**Exercise**
Quote, word for word, every line starting at the line that contains "pants in this photo." and ending with the last line of the records; include both of these lines and no others.

**Records for this task**
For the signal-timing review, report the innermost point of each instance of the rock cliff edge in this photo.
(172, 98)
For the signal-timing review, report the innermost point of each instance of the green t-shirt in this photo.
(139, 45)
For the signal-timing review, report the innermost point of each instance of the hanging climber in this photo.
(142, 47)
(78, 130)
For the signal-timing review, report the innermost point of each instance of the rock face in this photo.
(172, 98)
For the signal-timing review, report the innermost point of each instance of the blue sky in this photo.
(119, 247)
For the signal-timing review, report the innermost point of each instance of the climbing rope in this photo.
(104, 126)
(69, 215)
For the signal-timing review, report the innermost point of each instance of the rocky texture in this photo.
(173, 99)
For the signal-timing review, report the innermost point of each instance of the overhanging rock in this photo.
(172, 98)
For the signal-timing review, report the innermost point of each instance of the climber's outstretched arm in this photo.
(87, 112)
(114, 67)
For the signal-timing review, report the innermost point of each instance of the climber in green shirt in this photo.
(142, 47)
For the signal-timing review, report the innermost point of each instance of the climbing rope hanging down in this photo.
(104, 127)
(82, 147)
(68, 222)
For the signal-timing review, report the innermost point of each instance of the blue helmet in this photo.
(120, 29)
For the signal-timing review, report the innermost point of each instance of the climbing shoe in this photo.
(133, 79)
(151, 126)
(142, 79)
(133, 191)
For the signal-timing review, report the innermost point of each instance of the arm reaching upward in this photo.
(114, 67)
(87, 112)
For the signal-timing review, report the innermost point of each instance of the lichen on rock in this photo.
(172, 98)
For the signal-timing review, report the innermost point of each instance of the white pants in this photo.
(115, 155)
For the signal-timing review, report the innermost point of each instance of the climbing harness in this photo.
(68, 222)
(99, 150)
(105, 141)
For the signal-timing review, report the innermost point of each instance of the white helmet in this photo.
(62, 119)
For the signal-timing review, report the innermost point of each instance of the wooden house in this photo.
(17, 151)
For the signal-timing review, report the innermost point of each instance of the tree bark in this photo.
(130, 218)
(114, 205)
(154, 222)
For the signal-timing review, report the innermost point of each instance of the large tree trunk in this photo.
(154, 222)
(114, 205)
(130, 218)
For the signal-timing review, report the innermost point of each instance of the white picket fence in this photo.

**Answer to this problem**
For the signal-timing review, report the innermost point of each instance of the white pants in this photo.
(115, 155)
For the signal-timing review, report the innermost point of each instance of the climbing harness in this photo.
(68, 222)
(99, 150)
(105, 141)
For the signal-timing review, report the innermost point of each instance of the white helmet in this photo.
(62, 119)
For the signal-timing review, report the innermost point of each instance of the wooden house in this photo.
(17, 151)
For the signal-timing review, report the innermost point of each instance of the tree bark in this photo.
(130, 218)
(114, 205)
(154, 222)
For the signal-timing review, report the innermost point of each instance of the large tree trunk in this photo.
(154, 222)
(114, 205)
(130, 218)
For the signal-timing review, report the innermost point of each instance of the white picket fence in this photo.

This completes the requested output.